INTRODUCTION
Auditing, both in the public and corporate
Sector is an independent examination of, and an expression of an opinion on the
financial statements of governments by a duly appointed person(s) in accordance
with all relevant statutory obligation. In other words, auditing does not
concentrate on fraud detection alone, but rather, to look at the financial and
non-financial activities of an organization in terms of management, procedure, systems
and statutory requirements to test the compliance level in term of operation
with the overall aim of preventing fraudulent activities of public officers.
Individual firms of accountants have refined
their approach to auditing from time to time and the professional accountancy
bodies in various countries have published guidelines to their members on
auditing procedures. Auditing is as essential in the public sector as it is in
the private sector. Section 85 of the 1999 Constitution states that there shall
be an Auditor-General for the Federation.
An audit is an independent examination of the
financial statements of an organization with a view to forming an opinion as to
the truth and fairness of the statements. Audits everywhere are undertaken to lend
credibility to financial statements for use of people other than those who
prepared them.
CHARACTERISTICS OF MODERN AUDITING
1. Execute a
wide range of audits and reviews in a diverse and highly computerised
organisation;
2. Provide an
independent, objective assurance and consulting service to management, with the
principal aims of evaluating and improving the effectiveness of risk
management, control and governance processes;
3. Make
recommendations on increasing operational efficiency, having regard to value
for money auditing;
4. Agree the
annual audit plan with the Chairman prior to approval by the Audit Committee;
5. Report
quarterly and as requested to the Audit Committee and to the Chairman or any
person with equal position;
6. On a day to
day functional basis, the Internal Auditor reports to the Chairman or any
person with equal position;
7. Any other
appropriate duties as may be defined from time to time by the Chairman.
FACTORS AFFECTING MODERN
AUDITING IMPERATIVE FOR CORPORATE AND PUBLIC ACCOUNTABILITY
The
following are factors affecting modern auditing for corporate and public
accountability:
·
Economic
Forces
An auditor must evaluate how current
economic conditions affect a company. For example, a company's growth may be
down, but if the economy is in a recession, this dip in growth may be
acceptable. Conversely, in a robust economy, a company that is not experiencing
growth may be in worse trouble than if the lack of growth were in a flat
economy. The auditor may wish to look into the balance sheet and financial
supporting documents to see if the company report has taken this external
factor into account.
·
Social
and Cultural Forces
The culture a company operates in can
affect it. If the auditor finds that a shift in public tastes is affecting the
market share of the company, this must be taken into account when evaluating
the company's sales projections. For example, the tobacco industry has
experienced a shift in attitudes toward smoking over several decades. An
auditor should check to see if the company has factored in social changes in
its estimates.

******

*WORK TO DO*.
1) According to the auditing text, which section of the 1999 Constitution says there shall be an Auditor-General for the Federation?
2) Using the auditing text, say whether each statement agrees with it, answering yes or no and quoting the deciding words: (a) Auditing concentrates on fraud detection alone. (b) On a day-to-day basis, the Internal Auditor reports to the Chairman or any person with equal position. (c) The tobacco industry is given as an example of a shift in attitudes toward smoking.

*DATA EXTRACT*.

******

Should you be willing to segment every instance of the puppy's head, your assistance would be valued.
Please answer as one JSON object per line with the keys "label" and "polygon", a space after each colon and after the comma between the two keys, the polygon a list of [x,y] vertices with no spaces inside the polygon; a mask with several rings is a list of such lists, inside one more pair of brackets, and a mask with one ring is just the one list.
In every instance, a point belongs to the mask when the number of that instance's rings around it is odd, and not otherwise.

******

*TASK SOLUTIONS*.
1) Section 85

2)
(a) No: "auditing does not concentrate on fraud detection alone"
(b) Yes: "On a day to day functional basis, the Internal Auditor reports to the Chairman or any person with equal position"
(c) Yes: "the tobacco industry has experienced a shift in attitudes toward smoking over several decades"